#### [Required work]
From the rows below, pull out every line that contains the string "black". Case counts.

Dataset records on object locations
** start **
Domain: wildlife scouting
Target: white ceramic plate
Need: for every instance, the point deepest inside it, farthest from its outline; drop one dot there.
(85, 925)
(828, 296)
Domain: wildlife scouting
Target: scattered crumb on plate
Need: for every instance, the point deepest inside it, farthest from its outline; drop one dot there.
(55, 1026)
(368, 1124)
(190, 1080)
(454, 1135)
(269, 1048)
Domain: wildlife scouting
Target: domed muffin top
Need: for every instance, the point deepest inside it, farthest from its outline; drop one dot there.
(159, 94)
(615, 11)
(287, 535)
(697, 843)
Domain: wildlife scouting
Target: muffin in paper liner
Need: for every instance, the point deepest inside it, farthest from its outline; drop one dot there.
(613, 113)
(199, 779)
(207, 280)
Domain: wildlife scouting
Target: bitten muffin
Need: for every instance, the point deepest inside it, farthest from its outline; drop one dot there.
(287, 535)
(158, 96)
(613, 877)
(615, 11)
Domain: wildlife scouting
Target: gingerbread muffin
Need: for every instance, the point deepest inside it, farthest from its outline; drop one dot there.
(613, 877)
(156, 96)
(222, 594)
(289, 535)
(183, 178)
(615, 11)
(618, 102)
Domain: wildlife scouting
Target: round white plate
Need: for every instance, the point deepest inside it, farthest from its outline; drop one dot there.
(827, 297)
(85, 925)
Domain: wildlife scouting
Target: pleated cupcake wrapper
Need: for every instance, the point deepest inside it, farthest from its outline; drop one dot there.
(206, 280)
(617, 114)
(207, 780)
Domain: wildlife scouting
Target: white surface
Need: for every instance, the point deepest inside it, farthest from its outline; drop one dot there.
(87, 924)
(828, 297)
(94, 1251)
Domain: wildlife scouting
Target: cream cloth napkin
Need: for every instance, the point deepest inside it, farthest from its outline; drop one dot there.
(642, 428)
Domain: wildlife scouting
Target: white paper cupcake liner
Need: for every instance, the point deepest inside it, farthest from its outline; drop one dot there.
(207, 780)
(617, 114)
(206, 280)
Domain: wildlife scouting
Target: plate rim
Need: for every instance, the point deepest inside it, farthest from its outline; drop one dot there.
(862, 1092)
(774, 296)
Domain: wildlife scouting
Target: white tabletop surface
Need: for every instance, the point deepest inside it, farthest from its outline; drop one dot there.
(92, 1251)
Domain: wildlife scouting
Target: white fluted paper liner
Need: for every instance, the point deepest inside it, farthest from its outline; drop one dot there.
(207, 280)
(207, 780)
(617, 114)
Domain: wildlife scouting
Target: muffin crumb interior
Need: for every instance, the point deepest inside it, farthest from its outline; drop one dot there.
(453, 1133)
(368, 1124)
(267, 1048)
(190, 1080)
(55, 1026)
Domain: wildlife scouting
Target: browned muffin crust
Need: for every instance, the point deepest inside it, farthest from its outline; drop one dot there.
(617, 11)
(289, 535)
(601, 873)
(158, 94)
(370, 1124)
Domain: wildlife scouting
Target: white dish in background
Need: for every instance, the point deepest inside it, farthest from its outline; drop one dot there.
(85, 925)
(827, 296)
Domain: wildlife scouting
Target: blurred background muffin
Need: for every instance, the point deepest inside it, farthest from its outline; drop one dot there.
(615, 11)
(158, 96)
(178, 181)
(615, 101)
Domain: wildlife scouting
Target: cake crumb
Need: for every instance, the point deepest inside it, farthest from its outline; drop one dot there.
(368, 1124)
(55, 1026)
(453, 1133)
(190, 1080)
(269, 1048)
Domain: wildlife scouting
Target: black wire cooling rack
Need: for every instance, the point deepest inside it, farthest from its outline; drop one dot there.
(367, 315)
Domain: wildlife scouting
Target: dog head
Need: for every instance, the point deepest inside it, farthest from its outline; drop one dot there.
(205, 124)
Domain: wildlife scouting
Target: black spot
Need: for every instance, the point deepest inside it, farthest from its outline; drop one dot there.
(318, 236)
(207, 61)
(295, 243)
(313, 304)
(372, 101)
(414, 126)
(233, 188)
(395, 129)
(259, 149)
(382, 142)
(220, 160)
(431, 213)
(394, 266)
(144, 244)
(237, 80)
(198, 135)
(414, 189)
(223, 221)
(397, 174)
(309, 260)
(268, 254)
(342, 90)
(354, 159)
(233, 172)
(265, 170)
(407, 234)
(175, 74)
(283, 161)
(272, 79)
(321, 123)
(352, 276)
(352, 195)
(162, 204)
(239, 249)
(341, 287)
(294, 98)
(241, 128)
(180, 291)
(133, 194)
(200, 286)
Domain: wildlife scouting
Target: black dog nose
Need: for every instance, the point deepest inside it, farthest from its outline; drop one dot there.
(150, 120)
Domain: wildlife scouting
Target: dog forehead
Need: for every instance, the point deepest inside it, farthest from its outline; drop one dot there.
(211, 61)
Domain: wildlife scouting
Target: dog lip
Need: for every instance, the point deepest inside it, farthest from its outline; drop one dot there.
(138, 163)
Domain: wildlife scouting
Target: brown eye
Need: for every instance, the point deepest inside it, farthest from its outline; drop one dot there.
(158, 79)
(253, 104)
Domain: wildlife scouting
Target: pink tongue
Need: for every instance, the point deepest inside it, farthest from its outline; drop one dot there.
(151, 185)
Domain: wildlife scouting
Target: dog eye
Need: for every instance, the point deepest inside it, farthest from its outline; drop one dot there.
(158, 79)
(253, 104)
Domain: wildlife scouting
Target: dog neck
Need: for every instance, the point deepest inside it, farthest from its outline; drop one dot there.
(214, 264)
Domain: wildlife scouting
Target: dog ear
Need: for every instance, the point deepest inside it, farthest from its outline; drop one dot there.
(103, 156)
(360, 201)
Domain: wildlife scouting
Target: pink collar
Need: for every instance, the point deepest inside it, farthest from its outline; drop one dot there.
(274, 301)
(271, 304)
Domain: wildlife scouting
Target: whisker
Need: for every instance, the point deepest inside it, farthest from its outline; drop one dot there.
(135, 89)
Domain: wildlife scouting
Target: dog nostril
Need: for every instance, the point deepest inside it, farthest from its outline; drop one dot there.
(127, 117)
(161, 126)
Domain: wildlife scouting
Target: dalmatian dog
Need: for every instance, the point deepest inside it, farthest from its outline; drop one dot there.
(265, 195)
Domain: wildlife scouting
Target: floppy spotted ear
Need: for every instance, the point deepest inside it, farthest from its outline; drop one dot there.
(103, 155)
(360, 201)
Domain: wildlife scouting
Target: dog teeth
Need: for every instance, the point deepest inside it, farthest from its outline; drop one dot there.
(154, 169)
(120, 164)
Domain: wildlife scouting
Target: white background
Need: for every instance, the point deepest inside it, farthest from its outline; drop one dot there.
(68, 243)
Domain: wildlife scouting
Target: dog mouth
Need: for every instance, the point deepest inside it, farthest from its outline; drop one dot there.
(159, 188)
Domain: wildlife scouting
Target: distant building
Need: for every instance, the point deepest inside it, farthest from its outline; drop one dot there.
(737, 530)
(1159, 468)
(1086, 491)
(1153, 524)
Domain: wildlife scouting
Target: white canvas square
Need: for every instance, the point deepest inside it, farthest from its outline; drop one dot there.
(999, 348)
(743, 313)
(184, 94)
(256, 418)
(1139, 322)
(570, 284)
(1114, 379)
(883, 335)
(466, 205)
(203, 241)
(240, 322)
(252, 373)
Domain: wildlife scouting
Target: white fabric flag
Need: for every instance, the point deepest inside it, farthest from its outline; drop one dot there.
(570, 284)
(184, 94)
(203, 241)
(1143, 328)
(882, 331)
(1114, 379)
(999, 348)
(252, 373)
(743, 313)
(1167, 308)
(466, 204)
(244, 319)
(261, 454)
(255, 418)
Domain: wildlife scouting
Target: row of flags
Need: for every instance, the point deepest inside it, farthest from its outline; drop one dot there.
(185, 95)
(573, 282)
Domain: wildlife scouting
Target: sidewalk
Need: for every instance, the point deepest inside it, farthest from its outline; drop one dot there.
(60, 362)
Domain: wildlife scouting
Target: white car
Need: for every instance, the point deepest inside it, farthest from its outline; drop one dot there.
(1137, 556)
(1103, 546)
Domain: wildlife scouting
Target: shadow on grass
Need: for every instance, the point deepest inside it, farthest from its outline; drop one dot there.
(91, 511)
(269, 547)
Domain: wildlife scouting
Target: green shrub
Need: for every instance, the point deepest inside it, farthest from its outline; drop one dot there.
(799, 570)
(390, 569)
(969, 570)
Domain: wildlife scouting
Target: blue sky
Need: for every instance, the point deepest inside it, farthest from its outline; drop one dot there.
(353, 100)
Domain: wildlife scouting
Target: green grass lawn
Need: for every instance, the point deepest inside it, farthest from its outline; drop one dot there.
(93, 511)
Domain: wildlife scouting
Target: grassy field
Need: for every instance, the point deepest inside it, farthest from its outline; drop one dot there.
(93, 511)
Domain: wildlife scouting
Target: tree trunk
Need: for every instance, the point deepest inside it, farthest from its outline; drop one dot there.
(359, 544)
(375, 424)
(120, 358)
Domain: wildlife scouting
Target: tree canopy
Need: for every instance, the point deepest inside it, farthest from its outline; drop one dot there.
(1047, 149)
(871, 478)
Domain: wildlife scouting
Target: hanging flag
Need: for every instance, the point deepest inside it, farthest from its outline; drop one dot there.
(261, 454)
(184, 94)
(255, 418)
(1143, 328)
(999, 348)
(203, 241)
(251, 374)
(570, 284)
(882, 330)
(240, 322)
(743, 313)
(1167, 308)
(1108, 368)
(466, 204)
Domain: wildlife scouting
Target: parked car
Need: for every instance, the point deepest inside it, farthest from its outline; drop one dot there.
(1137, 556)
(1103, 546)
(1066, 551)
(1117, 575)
** end **
#### [Solution to this task]
Target: black wire cooling rack
Target: black spot
Target: black dog nose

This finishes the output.